▶ [TASK GOAL]
Transcribe each entry so that nothing differs from the original.
*** Opening of RECORDED INFORMATION ***
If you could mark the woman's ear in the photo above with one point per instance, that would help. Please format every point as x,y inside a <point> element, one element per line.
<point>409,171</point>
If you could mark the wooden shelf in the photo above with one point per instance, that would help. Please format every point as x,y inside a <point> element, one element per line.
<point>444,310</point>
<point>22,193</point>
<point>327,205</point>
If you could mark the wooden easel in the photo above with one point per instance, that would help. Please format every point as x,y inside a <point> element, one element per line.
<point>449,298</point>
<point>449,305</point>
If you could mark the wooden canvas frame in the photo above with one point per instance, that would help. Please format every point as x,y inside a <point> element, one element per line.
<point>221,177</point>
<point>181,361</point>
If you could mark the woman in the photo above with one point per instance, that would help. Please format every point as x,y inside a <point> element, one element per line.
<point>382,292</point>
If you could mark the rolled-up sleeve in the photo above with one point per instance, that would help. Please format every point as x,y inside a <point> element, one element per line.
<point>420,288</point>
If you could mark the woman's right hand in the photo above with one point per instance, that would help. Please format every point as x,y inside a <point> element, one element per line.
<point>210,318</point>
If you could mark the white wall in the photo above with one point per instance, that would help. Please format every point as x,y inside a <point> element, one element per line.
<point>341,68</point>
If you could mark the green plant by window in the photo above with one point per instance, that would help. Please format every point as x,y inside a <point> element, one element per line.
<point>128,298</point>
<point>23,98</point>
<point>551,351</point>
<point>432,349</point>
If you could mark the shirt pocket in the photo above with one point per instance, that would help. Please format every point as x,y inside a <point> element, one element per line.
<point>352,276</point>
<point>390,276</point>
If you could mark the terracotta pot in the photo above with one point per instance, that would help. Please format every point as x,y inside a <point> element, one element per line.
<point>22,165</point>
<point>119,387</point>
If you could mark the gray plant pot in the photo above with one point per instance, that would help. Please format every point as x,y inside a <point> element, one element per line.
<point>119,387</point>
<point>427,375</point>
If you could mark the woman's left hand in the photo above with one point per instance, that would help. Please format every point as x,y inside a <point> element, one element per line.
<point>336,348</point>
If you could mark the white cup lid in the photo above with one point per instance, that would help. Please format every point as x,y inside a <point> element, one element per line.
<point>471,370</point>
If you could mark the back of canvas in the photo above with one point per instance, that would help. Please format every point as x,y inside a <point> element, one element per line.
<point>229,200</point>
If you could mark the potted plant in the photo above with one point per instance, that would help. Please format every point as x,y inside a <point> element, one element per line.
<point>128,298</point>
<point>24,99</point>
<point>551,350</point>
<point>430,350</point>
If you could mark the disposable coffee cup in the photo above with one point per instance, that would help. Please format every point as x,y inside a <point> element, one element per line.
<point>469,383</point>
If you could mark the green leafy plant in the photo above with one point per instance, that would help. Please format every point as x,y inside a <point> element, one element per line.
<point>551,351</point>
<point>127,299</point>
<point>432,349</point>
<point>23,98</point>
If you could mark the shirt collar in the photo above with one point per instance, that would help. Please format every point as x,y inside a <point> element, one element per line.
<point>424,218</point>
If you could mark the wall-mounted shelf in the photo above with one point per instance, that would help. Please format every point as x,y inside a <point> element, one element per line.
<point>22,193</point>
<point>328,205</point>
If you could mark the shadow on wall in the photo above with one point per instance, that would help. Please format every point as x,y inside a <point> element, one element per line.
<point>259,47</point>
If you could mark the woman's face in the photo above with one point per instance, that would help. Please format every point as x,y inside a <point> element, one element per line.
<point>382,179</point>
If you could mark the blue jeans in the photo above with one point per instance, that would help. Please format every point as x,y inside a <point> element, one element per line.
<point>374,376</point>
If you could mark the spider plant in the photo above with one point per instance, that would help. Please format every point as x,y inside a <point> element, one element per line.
*** Close of RECORDED INFORMATION ***
▶ [YOUR SOLUTION]
If you could mark the woman's ear in the photo above with one point per instance, that would help. Please format every point as x,y inside a <point> element, one element per line.
<point>409,171</point>
If you could mark the wooden shelf in the photo above with one point per instance, that would help. Please format every point as x,y inside a <point> element, one element per line.
<point>444,310</point>
<point>22,193</point>
<point>327,205</point>
If you could mark the wooden easel in the photo above with one point per instance, that would help. Please format every point as x,y inside a <point> element, one element per line.
<point>449,298</point>
<point>449,305</point>
If you could mark the wooden canvas frame in the photo above with one point per instance, that would help. Please format every point as x,y inside a <point> element, one element per line.
<point>221,177</point>
<point>181,361</point>
If you could mark the woman in the photo above with one point per instance, that would help. Please format every point as x,y inside a <point> element, one element per line.
<point>382,292</point>
If you could mark the rolled-up sleeve in the photo above with one point per instance, that would help. Please format every point as x,y inside a <point> element, one element per line.
<point>420,288</point>
If you could mark the woman's right hand in the photo above with one point per instance, that would help. Please format every point as x,y inside a <point> element, one element per line.
<point>210,318</point>
If you could mark the white wall in the photo above with one point per instance, that would help. Please format every point as x,y inside a <point> element, one element per line.
<point>341,68</point>
If you could mark the green plant by window in the photo above with one point per instance, that would help. Please format every point as x,y inside a <point> element, one element per line.
<point>128,298</point>
<point>23,98</point>
<point>551,351</point>
<point>432,349</point>
If you could mark the shirt pocket in the photo above with one point per instance, that would help. Please format every point as x,y inside a <point> element, one element per line.
<point>352,276</point>
<point>390,276</point>
If you could mark the terracotta pot in the photo above with one point per instance, that would help. Please format every point as x,y inside a <point> element, one element per line.
<point>22,165</point>
<point>119,387</point>
If you could mark the gray plant pot in the photo above with one point per instance, that would help. Please format every point as x,y inside a <point> element, one element per line.
<point>119,387</point>
<point>427,375</point>
If you could mark the woman's left hand in the photo above with one point per instance, that would help. Please format every point as x,y inside a <point> element, one element per line.
<point>336,348</point>
If you could mark the white cup lid in the photo above with one point per instance, that would help. Please format every point as x,y inside a <point> element, one element per line.
<point>471,370</point>
If you could mark the back of canvas in the photo above with one point per instance, that would help. Please format every point as x,y inside a <point> element, one element per line.
<point>229,200</point>
If you could mark the potted plant in the photo above with one point per instance, that would help. Please format every point as x,y inside a <point> element, one element per line.
<point>128,298</point>
<point>24,99</point>
<point>551,350</point>
<point>430,350</point>
If you could mark the disposable coffee cup in the photo above with one point per instance, that would help. Please format every point as x,y inside a <point> element, one element per line.
<point>469,383</point>
If you could mark the green leafy plant in the photo above with one point per instance, that would help. Please format every point as x,y inside a <point> element, one element per line.
<point>551,351</point>
<point>127,299</point>
<point>432,349</point>
<point>23,98</point>
If you could mark the shirt collar in the photo above with one point per instance, that would help. Please format every point as x,y inside a <point> element, one element per line.
<point>424,218</point>
If you could mark the wall-mounted shelf in the photo above with one point per instance, that would help. Please format every point as x,y inside a <point> element, one element per line.
<point>22,193</point>
<point>328,205</point>
If you could mark the shadow on wall in the photo above with one point per instance, that would help. Please format every point as x,y inside a <point> element, one element per line.
<point>259,47</point>
If you could mark the woman's face in the photo above with one point per instance, that would help. Please format every point as x,y inside a <point> element, one element per line.
<point>382,179</point>
If you could mark the blue jeans in the photo above with one point per instance, that would help. Please format every point as x,y inside a <point> element, one element per line.
<point>374,376</point>
If you could mark the spider plant in the photo above with one point per instance, that would help. Please format every point as x,y inside a <point> element, one element per line.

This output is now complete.